Exercise data section start

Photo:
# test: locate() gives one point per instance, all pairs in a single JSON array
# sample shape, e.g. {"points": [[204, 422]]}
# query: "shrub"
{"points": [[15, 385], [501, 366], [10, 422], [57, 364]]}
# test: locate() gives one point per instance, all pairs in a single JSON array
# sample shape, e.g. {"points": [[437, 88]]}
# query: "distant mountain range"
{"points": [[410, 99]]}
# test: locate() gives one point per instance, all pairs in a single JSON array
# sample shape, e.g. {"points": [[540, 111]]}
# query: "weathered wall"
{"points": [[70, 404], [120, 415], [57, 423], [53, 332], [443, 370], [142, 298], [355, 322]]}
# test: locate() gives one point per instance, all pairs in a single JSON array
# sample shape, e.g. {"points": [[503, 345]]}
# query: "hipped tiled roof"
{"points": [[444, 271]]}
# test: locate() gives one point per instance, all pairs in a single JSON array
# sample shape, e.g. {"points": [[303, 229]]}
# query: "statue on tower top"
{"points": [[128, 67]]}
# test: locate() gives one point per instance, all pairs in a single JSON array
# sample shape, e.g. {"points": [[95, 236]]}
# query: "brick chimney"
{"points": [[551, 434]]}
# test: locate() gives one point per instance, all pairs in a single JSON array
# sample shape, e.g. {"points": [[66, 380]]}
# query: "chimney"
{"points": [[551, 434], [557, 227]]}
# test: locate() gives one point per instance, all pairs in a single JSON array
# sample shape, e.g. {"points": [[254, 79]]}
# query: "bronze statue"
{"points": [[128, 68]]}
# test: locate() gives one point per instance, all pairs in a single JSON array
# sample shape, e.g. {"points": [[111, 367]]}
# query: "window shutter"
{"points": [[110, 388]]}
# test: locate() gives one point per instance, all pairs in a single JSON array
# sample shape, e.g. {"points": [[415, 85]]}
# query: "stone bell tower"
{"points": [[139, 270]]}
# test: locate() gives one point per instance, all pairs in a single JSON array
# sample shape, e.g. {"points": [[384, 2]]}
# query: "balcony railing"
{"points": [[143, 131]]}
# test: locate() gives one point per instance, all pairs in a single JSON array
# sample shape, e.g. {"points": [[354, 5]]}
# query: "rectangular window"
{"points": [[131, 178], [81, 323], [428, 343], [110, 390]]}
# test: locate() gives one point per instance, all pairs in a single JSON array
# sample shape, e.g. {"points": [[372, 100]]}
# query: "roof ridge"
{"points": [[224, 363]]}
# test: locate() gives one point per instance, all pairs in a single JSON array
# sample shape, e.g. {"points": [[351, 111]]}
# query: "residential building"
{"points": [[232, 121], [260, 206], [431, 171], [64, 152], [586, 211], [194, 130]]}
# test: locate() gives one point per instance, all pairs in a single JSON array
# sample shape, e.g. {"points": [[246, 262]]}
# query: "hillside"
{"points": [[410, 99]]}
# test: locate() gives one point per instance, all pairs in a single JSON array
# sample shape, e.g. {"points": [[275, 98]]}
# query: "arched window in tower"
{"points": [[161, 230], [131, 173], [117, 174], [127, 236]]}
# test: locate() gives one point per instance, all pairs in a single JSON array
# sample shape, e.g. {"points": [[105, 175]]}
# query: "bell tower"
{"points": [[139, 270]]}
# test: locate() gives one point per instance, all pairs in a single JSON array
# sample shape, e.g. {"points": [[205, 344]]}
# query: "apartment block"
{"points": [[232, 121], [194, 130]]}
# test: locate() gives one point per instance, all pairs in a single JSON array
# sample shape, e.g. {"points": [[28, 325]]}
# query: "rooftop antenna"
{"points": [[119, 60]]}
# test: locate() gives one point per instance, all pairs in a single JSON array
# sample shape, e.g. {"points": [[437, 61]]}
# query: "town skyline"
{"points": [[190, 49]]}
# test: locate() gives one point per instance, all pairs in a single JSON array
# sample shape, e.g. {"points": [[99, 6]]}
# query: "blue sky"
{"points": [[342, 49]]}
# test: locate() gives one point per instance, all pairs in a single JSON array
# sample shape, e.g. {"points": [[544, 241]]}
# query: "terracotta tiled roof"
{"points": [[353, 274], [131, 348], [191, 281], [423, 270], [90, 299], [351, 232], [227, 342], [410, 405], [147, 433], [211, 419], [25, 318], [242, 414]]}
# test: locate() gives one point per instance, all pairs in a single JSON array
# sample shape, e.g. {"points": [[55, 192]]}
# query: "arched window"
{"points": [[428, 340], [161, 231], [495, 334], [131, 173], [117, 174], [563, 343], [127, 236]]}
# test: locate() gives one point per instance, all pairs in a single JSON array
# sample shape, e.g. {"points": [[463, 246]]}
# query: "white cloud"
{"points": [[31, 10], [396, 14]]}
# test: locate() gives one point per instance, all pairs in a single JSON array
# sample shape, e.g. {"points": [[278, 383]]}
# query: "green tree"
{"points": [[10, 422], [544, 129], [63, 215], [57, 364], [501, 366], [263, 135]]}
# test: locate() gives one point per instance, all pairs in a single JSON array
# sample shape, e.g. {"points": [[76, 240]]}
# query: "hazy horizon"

Exercise data section end

- Your assignment: Return the records given above in their entirety, word for word.

- Finished task:
Photo:
# test: locate() gives one point per instance, all pairs in a single JSON array
# sample shape, e.g. {"points": [[204, 422]]}
# query: "shrub"
{"points": [[15, 385], [501, 366], [10, 422], [57, 364]]}
# test: locate() gives one point per instance, all pairs in a single JSON array
# sample shape, e.g. {"points": [[437, 88]]}
# query: "distant mountain range"
{"points": [[410, 99]]}
# test: locate() gives one point per instance, all pairs in a single JSON array
# sample shape, e.g. {"points": [[540, 111]]}
# query: "weathered wall"
{"points": [[70, 404], [120, 415], [57, 423], [53, 332], [443, 370], [142, 298], [355, 322]]}
# test: locate() gives one point per instance, all pairs in a single JSON array
# sample shape, e.g. {"points": [[503, 345]]}
# query: "hipped tiled roof"
{"points": [[444, 271]]}
# test: locate() gives one point per instance, all pairs in a single JSON array
# sample shape, e.g. {"points": [[303, 229]]}
# query: "statue on tower top"
{"points": [[128, 67]]}
# test: locate() gives one point per instance, all pairs in a single JSON array
# sample shape, e.g. {"points": [[95, 236]]}
# query: "brick chimney"
{"points": [[551, 434]]}
# test: locate() gives one point per instance, all pairs in a single JSON array
# sample shape, e.g. {"points": [[66, 380]]}
# query: "chimney"
{"points": [[551, 434], [557, 227]]}
# test: locate() gives one point per instance, all pairs in a single JSON array
# sample shape, e.g. {"points": [[254, 79]]}
# query: "bronze statue"
{"points": [[128, 68]]}
# test: locate() gives one point per instance, all pairs in a single JSON array
# sample shape, e.g. {"points": [[111, 367]]}
# query: "window shutter"
{"points": [[110, 388]]}
# test: locate() gives one point per instance, all pairs in a single JSON array
# sample shape, e.g. {"points": [[415, 85]]}
# query: "stone bell tower"
{"points": [[139, 270]]}
# test: locate() gives one point per instance, all pairs in a single JSON array
# sample shape, e.g. {"points": [[384, 2]]}
# query: "balcony railing"
{"points": [[143, 131]]}
# test: locate() gives one point per instance, all pairs in a single JSON array
# sample shape, e.g. {"points": [[354, 5]]}
# query: "rectangular window"
{"points": [[131, 178], [81, 323], [428, 343], [110, 390]]}
# test: locate() gives one point per instance, all pairs in a single JSON array
# sample shape, e.g. {"points": [[372, 100]]}
# query: "roof ridge"
{"points": [[224, 363]]}
# test: locate() gives one point per instance, all pairs in a single JSON array
# sample shape, e.g. {"points": [[351, 111]]}
# query: "residential building"
{"points": [[232, 121], [260, 206], [431, 171], [64, 152], [586, 211], [194, 130]]}
# test: locate() gives one point per instance, all pairs in a single JSON array
# sample shape, e.g. {"points": [[246, 262]]}
# query: "hillside"
{"points": [[410, 99]]}
# test: locate() gives one point per instance, all pairs in a single JSON array
# sample shape, e.g. {"points": [[275, 98]]}
# query: "arched window in tower"
{"points": [[161, 230], [131, 173], [117, 174], [127, 236]]}
# test: locate() gives one point per instance, all pairs in a single JSON array
# sample shape, e.g. {"points": [[105, 175]]}
# query: "bell tower"
{"points": [[139, 270]]}
# test: locate() gives one point per instance, all pairs in a single JSON array
# sample shape, e.g. {"points": [[205, 344]]}
# query: "apartment block"
{"points": [[232, 121], [194, 130]]}
# test: locate() gives one point per instance, all pairs in a single JSON array
# sample shape, e.g. {"points": [[28, 325]]}
# query: "rooftop antenna"
{"points": [[119, 60]]}
# test: locate() gives one point per instance, all pairs in a single JSON array
# sample shape, e.g. {"points": [[437, 61]]}
# query: "town skyline"
{"points": [[190, 49]]}
# test: locate() gives one point per instance, all pairs in a single JSON array
# sample shape, e.g. {"points": [[99, 6]]}
# query: "blue sky"
{"points": [[342, 49]]}
# test: locate() gives one point per instance, all pairs in a single JSON array
# sample shape, e.g. {"points": [[544, 241]]}
# query: "terracotta tiled roof"
{"points": [[353, 274], [131, 348], [191, 281], [423, 270], [90, 299], [351, 232], [227, 342], [410, 405], [147, 433], [211, 419], [25, 318], [242, 414]]}
# test: locate() gives one point per instance, all pairs in a single JSON array
# sample shape, e.g. {"points": [[55, 192]]}
# query: "arched window"
{"points": [[428, 340], [161, 231], [495, 334], [131, 173], [117, 174], [563, 343], [127, 236]]}
# test: locate() gives one point per instance, all pairs in a single JSON array
# sample shape, e.g. {"points": [[463, 246]]}
# query: "white cloud"
{"points": [[31, 10], [396, 14]]}
# test: locate() gives one point per instance, all pairs in a single JSON array
# sample shape, e.g. {"points": [[278, 383]]}
# query: "green tree"
{"points": [[10, 422], [544, 129], [63, 215], [57, 364], [501, 366], [263, 135]]}
# test: locate() gives one point per instance, all pairs in a single JSON array
# sample shape, e.g. {"points": [[76, 240]]}
# query: "hazy horizon"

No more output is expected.